++++ Passage
Table 1 is an Example showing a lower-bound in the number of spins and coupling units (cu).
Existing Ising Machines may be divided into three categories based on the technology used for their design: Quantum, Optical, and Electronic annealers.
The latest Quantum Ising annealer manufactured by D-wave can support up to 2000 qubits. The qubits are coupled to form a chimera graph. As a result of local coupling, the D-wave machine can only map up to 64 nodes all to all connected graph. These annealers are also susceptible to noise, necessitating a cryogenic operating condition that consumes much power (25KW for the D-Wave 2000q).
The Most popular optical-based Ising machine is the Coherent Ising Machine (CIM). It uses an optical parametric oscillator (OPO) to generate and manipulate a signal to represent one spin. Unlike D-Wave, CIM nodes are all-to-all coupled. The machine has two components; an optical cavity built using kilometers of fiber, and an auxiliary computer to implement coupling between nodes. Every pulse's amplitude and phase in the optical cavity are detected, and its interaction with all other pulses is calculated using an auxiliary computer (FPGA). This computation is then used to modulate new pulses that are injected back into the optical cavity. Strictly speaking, the current implementation is a nature-simulation hybrid Ising machine. Thus, beyond the challenge of constructing the cavity, CIM also requires a significant supporting structure that involves fast conversions between optical and electrical signals.
The operating principle of CIM can be viewed as a Kuramoto model (see Takeda, et al., Quantum Science and Technology, 2017), so in theory, the one can achieve a similar goal using other oscillators. This led to the design of electronic Oscillator-based Ising Machines (OIM). These systems use LC tanks for spins and (programmable) resistors as coupling units. However, inductors are often a source of practical challenges for on-chip integration. They are area intensive and have undesirable parasitics with reduced quality and increased phase noise, which poses practical challenges in maintaining frequency uniformity and phase synchronicity between thousands of on-chip oscillators.
The disclosed BRIM design, discussed in more detail above, is an electronic design with resistive coupling, in which the Ising spin is implemented as capacitor voltage controlled by a feedback circuit, making it bistable. Since it uses voltage (as opposed to phase) to represent spin, it enables a straightforward interface to additional architectural support for computational tasks.
++++++++
++++ Dataset extract
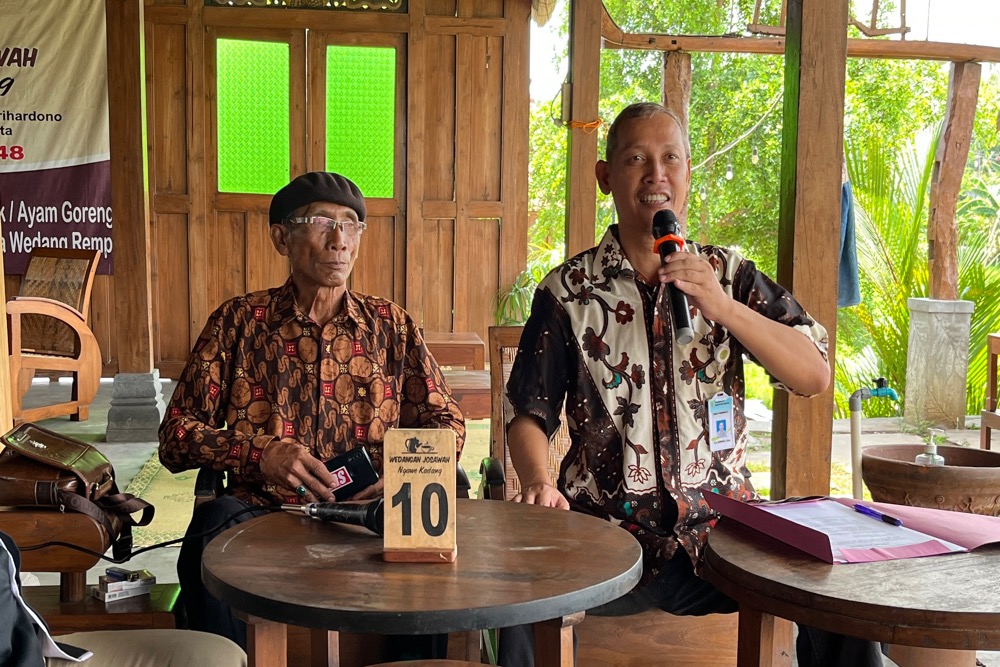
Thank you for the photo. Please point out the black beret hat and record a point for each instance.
(313, 187)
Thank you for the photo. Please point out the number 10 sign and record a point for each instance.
(419, 470)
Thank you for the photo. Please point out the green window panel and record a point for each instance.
(253, 113)
(360, 116)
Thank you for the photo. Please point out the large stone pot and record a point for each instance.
(969, 481)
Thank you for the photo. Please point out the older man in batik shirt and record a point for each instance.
(284, 379)
(653, 422)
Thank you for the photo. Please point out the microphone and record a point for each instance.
(668, 240)
(371, 515)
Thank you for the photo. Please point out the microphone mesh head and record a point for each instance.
(664, 222)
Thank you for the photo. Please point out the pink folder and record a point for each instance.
(945, 531)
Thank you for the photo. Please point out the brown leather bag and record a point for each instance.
(42, 468)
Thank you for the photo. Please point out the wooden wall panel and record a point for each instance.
(167, 110)
(434, 248)
(226, 252)
(439, 96)
(373, 271)
(488, 9)
(479, 265)
(266, 268)
(484, 70)
(439, 274)
(11, 284)
(441, 7)
(171, 284)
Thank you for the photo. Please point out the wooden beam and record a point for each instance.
(949, 168)
(129, 180)
(584, 72)
(856, 48)
(809, 217)
(677, 84)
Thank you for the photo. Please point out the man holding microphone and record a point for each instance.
(652, 419)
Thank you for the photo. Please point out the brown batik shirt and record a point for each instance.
(262, 370)
(636, 402)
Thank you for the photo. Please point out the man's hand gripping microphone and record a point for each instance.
(371, 514)
(666, 231)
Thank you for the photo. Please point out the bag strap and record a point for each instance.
(116, 505)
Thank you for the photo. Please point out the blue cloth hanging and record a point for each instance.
(848, 287)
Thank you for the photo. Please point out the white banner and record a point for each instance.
(55, 185)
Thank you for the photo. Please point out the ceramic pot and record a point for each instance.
(969, 481)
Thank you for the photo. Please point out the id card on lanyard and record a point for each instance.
(720, 422)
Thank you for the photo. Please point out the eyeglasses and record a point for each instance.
(323, 225)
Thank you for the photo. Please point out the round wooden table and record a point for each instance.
(516, 564)
(943, 602)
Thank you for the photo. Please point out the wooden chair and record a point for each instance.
(651, 637)
(990, 417)
(48, 331)
(69, 607)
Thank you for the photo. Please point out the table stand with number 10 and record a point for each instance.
(419, 470)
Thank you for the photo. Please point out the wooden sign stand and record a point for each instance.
(420, 514)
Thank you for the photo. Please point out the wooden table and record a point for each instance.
(516, 564)
(457, 349)
(472, 391)
(941, 602)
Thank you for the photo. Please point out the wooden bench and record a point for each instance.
(68, 607)
(155, 610)
(457, 349)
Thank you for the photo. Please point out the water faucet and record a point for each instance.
(881, 390)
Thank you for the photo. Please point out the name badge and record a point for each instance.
(720, 422)
(418, 466)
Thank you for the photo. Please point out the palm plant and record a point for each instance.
(891, 196)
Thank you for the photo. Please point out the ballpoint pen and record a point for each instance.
(875, 514)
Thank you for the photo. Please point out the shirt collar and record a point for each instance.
(286, 309)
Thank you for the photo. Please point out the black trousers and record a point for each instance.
(209, 614)
(679, 591)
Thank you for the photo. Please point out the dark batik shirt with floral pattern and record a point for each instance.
(263, 370)
(636, 402)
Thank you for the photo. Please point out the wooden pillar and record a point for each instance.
(416, 87)
(809, 226)
(949, 168)
(514, 127)
(6, 386)
(808, 240)
(677, 84)
(585, 73)
(129, 181)
(137, 396)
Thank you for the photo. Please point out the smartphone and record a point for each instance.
(351, 472)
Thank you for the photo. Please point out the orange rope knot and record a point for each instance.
(586, 127)
(669, 237)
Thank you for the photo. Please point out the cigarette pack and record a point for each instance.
(109, 585)
(106, 596)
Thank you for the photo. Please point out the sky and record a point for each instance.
(960, 21)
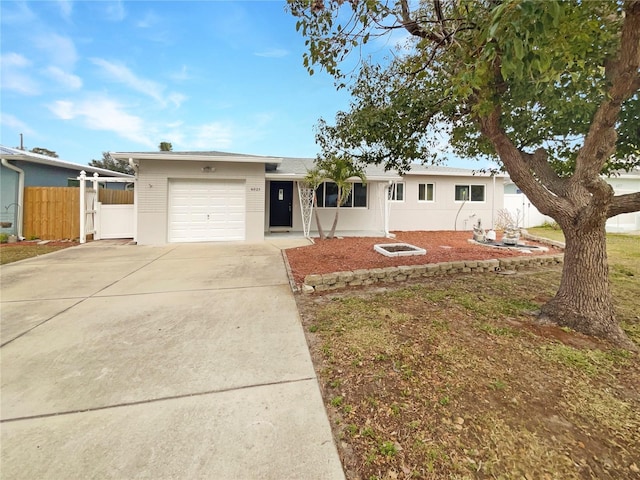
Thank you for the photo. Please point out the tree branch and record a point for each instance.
(518, 168)
(624, 204)
(413, 27)
(539, 163)
(600, 142)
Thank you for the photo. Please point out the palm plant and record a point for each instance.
(313, 179)
(340, 170)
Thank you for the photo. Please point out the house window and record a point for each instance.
(425, 192)
(396, 192)
(327, 195)
(470, 193)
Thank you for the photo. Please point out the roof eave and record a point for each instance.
(194, 157)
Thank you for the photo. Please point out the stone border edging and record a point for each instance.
(548, 241)
(332, 281)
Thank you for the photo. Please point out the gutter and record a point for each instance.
(19, 218)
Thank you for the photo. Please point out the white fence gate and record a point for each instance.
(104, 221)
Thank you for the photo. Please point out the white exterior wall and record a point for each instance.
(518, 203)
(527, 214)
(369, 219)
(153, 190)
(627, 222)
(441, 214)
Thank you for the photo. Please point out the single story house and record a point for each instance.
(622, 182)
(218, 196)
(20, 169)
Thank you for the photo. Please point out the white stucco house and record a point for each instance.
(622, 182)
(218, 196)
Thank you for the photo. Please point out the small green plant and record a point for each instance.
(368, 432)
(388, 449)
(498, 385)
(550, 225)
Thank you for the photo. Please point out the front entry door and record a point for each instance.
(281, 204)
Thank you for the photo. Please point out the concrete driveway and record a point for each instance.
(180, 361)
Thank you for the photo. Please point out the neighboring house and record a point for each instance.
(217, 196)
(623, 182)
(20, 169)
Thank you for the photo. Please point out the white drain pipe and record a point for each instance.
(19, 218)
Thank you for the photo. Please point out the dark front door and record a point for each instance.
(281, 205)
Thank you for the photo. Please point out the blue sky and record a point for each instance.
(83, 77)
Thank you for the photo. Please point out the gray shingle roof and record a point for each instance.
(26, 156)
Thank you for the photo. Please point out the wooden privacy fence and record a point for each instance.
(53, 213)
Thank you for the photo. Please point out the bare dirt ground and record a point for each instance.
(12, 252)
(453, 377)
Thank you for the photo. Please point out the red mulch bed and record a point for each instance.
(353, 253)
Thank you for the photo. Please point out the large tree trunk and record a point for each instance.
(583, 301)
(335, 220)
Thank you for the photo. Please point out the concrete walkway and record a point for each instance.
(180, 361)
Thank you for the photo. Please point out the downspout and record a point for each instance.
(136, 168)
(20, 195)
(493, 202)
(387, 209)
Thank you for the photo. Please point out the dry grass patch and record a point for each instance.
(453, 378)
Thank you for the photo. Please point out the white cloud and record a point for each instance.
(60, 50)
(11, 121)
(114, 11)
(212, 136)
(182, 75)
(149, 20)
(67, 80)
(15, 76)
(272, 53)
(176, 99)
(66, 8)
(14, 60)
(101, 113)
(122, 74)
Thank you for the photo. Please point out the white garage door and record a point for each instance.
(205, 211)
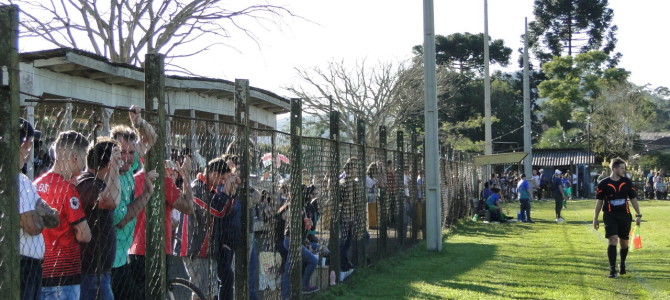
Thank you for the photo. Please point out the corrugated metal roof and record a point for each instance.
(652, 136)
(499, 159)
(555, 158)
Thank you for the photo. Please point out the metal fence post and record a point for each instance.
(154, 93)
(400, 181)
(243, 251)
(334, 188)
(382, 206)
(10, 285)
(297, 201)
(414, 191)
(362, 207)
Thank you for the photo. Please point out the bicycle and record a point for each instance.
(175, 284)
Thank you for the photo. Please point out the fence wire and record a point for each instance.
(109, 240)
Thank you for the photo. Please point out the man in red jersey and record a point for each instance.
(61, 275)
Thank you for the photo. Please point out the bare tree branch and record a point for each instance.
(387, 94)
(126, 29)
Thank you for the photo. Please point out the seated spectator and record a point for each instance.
(493, 206)
(308, 257)
(61, 274)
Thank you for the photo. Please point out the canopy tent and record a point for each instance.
(500, 159)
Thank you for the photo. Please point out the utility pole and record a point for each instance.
(432, 151)
(488, 148)
(527, 147)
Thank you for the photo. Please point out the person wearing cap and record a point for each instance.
(613, 194)
(559, 194)
(525, 196)
(181, 200)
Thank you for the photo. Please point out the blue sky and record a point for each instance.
(382, 30)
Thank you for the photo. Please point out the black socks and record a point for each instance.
(623, 252)
(622, 266)
(611, 254)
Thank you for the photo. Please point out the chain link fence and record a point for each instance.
(363, 207)
(133, 204)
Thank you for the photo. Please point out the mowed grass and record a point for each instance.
(544, 260)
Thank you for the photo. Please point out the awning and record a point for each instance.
(500, 159)
(557, 158)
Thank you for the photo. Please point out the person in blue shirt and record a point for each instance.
(559, 194)
(493, 206)
(565, 181)
(486, 192)
(525, 192)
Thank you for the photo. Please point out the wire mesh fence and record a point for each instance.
(126, 203)
(367, 205)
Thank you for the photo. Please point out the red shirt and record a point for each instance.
(172, 193)
(62, 258)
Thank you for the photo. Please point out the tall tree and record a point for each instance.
(123, 30)
(465, 51)
(619, 115)
(571, 26)
(573, 83)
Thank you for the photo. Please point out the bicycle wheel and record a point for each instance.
(184, 284)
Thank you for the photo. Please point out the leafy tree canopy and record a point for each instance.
(572, 26)
(574, 82)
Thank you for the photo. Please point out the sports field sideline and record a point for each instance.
(544, 260)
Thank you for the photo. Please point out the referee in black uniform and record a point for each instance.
(613, 194)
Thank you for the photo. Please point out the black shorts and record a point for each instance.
(618, 224)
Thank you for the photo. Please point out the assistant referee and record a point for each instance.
(613, 194)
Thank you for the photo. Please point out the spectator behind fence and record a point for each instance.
(661, 190)
(309, 259)
(649, 190)
(195, 245)
(99, 193)
(371, 182)
(34, 216)
(493, 206)
(126, 212)
(348, 188)
(174, 198)
(390, 191)
(525, 197)
(61, 274)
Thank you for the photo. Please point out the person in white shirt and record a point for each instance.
(34, 215)
(536, 183)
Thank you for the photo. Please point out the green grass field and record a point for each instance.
(544, 260)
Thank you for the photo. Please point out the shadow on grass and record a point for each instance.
(413, 273)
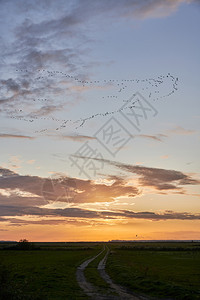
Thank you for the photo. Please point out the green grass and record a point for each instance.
(41, 274)
(165, 273)
(92, 274)
(162, 270)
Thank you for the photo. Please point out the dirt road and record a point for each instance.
(96, 293)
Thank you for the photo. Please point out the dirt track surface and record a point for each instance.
(94, 292)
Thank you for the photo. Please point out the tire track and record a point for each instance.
(93, 291)
(121, 291)
(89, 289)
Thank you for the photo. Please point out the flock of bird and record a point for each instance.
(121, 85)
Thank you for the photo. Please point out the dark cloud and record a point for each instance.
(16, 136)
(87, 214)
(81, 191)
(157, 137)
(78, 138)
(161, 179)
++++++++
**What is expected:** Condense the paragraph of the Ising machine passage that begins "The latest Quantum Ising annealer" into a bulleted list that keeps its main facts. The data above plays no part in this exercise.

**Solved problem:**
- D-Wave's latest quantum Ising annealer supports up to 2000 qubits.
- The qubits are coupled to form a chimera graph.
- Because the coupling is local, the machine can map an all-to-all connected graph of no more than 64 nodes.
- These annealers are susceptible to noise, so they need cryogenic operation that consumes much power (25 kW for the D-Wave 2000q).